Now, after fatalities rose for the eighth straight year, federal transportation officials are moving ahead with new rules designed to make trucks less deadly.

“We have an administration that is willing to take some positive steps forward to protect lives,” said Zach Cahalan, executive director of the Truck Safety Coalition. “We are experiencing a truck crash fatality crisis we have not witnessed in generations.”

As motorists flood the highways over Thanksgiving — the busiest travel holiday, according to AAA — two federal regulatory agencies are looking at whether to require new trucks to have automatic emergency braking, or AEB, systems. The agencies, the Federal Motor Carrier Safety Administration and the National Highway Traffic Safety Administration, also are considering requiring devices that limit how fast trucks can go. Both regulations already are in place in many other countries.

“Thank God Almighty they finally got moving to catch us up with the rest of the civilized world,” said Steve Owings, whose son Cullum was killed in 2002 when a speeding truck slammed into his stopped car on Interstate 81 in Virginia.

“There’s very little question that the speed limiter along with AEB would have saved his life,” said Owings, co-founder of Road Safe America and board member of the Institute for Safer Trucking. “There wouldn’t even have been a crash.”

But the 150,000-member Owner-Operator Independent Drivers Association has come out against the new rules, expressing concerns about how foolproof the technology is. And the group has found a receptive audience on Capitol Hill. House Republican legislation funding the U.S. Transportation Department through Sept. 30, 2024, would ban the agency from moving ahead with either proposed regulation.

[Data block]
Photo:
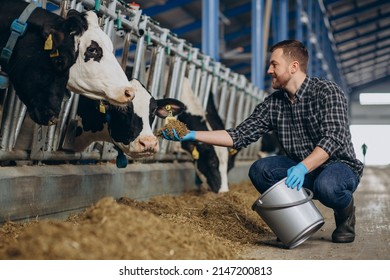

[Your objective] Carry on the article about the proposed federal truck safety rules, picking up right after its final sentence. None of the material is needed here.

[Response below]
The debate is front and center in an industry that employed 3.5 million drivers, carried 11.5 billion tons of freight, and reported $940.8 billion in revenue in 2022, according to the American Trucking Associations, a trade group.

In that same year, 5,887 people were killed in crashes involving trucks weighing more than 10,000 pounds, preliminary National Highway Traffic Safety Administration statistics show.

That was up 48% from 3,981 in 2013, and the equivalent of 23 Boeing 787-8 Dreamliners crashing and killing everyone on board.

“We cannot and must not accept that roadway fatalities are somehow an inevitable part of life in America,” the Transportation Department said in a statement.

Pennsylvania last year recorded 145 fatal crashes involving heavy trucks — those weighing more than 26,000 pounds — the most in five years, according to the state Department of Transportation.

In 2021, the last year for which statistics were available, 162 people died in Pennsylvania crashes involving trucks weighing more than 10,000 pounds, 10th highest among the 50 states, according to the Truck Safety Coalition, a partnership between Citizens for Reliable and Safe Highways and Parents Against Tired Truckers.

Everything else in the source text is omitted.